==== Information provided
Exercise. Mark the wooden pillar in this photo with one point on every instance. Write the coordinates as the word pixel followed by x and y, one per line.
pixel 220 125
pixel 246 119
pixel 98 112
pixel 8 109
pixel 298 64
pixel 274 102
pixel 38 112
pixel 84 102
========
=== Required work ===
Output these records as a JSON list of strings, with one string per line and blank lines left out.

=== Solution for this task ===
[
  "Exercise. Mark the wooden pillar in this photo with one point on every instance. Write the coordinates as the word pixel followed by x and y, one per line.",
  "pixel 220 125",
  "pixel 246 119",
  "pixel 98 112",
  "pixel 8 109",
  "pixel 298 64",
  "pixel 274 102",
  "pixel 38 112",
  "pixel 84 102"
]